(Jobs):
1. For each statement below, say whether it agrees with the parenting post, answering yes or no and quoting the words from the post that settle it. (a) The older daughter is currently five years old. (b) XP has the older daughter overnight twice a week. (c) At the pizzeria, the older daughter asked for garlic.
2. According to the parenting post, how old is DD2?
3. Retype the parenting post from "To give a few" up to and including "deal with it.)".

(Page extract):
_ _ _
Well i'm here again!  I hope you ladies can help me as you have done in the past!

 

DD1 is now 5yo, 6 in 6 weeks.

 

She is pretty amazing - very intelligent, very verbose, funny, fun and usually pretty wonderful.  Recently though she's been back-chatting a LOT, and been really quite disrespectful.

 

We (OH and I) mainly raise her, but she does also see a lot of XP (her bio dad) and he has her overnight once a week and sees her twice midweek.  We're a really cohesive family (DD1 calls OH "daddy" and DD2 calls XP "uncle" - he's over for dinner twice a week, we spend a lot of very civil time together) so there's no particular tensions surrounding that BUT XP's style is less respectful than ours, he does tend to name-call, in a joking way, but still, she's 5 and identifies when "joking" is appropriate and when it isn't poorly.

 

To give a few examples - every request is met with a stream of backchat:

Me: okay, your teeth are done, wait a minute while i do your sister's and we can go to bed...

DD1: (opens the door - DD2 (20months) tries to leave)

Me: DD i asked you to wait, close the door please.

DD1: (very "attitude" tone) well you say "don't open the door" but i wanted to go out, and my teddy is out there, and anyway i don't WANT to wait here, and... (at this point i cut her off and said i didn't want to hear more, and she started again to deride and i raised my voice a little and said "not one more word" - i don't feel great about that as a response, but i really didn't appreciate being spoken to like i was crap and i guess that's the ugly truth of how i automatically deal with it.)

 

Or in a pizzeria:

Me: DD what do you want?  Just the normal?

DD1: Pepperoni.

Me: ok, do you want garlic?

DD1: No Mama, you tool!  I only want pepperoni!
_ _ _
(Recorded data):
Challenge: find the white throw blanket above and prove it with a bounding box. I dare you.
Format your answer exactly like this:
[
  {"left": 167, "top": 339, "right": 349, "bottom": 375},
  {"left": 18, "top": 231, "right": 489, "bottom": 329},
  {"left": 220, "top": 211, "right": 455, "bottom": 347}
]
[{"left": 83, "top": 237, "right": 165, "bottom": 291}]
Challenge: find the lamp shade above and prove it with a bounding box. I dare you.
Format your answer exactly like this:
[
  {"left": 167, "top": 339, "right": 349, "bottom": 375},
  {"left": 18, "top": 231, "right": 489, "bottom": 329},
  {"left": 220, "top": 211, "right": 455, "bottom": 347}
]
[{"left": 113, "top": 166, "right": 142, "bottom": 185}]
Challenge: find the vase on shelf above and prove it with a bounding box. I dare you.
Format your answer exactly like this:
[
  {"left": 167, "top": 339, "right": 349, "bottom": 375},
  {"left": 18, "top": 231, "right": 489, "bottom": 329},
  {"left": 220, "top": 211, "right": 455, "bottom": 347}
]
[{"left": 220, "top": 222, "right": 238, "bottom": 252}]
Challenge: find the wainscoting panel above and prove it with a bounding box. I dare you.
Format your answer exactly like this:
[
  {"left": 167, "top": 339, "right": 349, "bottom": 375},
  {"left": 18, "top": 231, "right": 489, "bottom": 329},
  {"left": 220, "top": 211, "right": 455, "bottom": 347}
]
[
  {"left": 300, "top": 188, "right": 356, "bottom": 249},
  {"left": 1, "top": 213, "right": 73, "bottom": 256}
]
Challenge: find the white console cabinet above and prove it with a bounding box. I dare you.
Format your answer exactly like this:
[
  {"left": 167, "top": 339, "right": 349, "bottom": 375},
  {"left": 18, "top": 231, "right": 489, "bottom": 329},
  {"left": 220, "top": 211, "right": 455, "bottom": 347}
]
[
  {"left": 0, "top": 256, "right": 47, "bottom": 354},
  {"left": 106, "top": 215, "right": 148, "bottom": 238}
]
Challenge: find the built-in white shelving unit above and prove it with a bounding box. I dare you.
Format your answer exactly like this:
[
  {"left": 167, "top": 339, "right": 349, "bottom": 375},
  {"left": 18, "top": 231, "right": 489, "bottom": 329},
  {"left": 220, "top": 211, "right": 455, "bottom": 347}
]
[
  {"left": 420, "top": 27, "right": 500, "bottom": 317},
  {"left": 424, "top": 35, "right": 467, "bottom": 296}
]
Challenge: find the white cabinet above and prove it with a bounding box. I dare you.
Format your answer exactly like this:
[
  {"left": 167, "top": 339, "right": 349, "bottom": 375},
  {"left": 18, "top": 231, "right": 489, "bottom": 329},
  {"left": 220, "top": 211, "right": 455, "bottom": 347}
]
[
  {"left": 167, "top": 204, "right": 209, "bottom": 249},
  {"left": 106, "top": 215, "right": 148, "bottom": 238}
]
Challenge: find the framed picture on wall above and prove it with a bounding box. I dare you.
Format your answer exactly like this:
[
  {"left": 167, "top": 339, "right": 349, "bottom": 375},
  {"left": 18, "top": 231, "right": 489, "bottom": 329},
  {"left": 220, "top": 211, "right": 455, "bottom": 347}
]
_ _ _
(Answers provided):
1.
(a) Yes: "DD1 is now 5yo, 6 in 6 weeks."
(b) No: "he has her overnight once a week and sees her twice midweek."
(c) No: "I only want pepperoni!"

2. 20 months.

3.
To give a few examples - every request is met with a stream of backchat:

Me: okay, your teeth are done, wait a minute while i do your sister's and we can go to bed...

DD1: (opens the door - DD2 (20months) tries to leave)

Me: DD i asked you to wait, close the door please.

DD1: (very "attitude" tone) well you say "don't open the door" but i wanted to go out, and my teddy is out there, and anyway i don't WANT to wait here, and... (at this point i cut her off and said i didn't want to hear more, and she started again to deride and i raised my voice a little and said "not one more word" - i don't feel great about that as a response, but i really didn't appreciate being spoken to like i was crap and i guess that's the ugly truth of how i automatically deal with it.)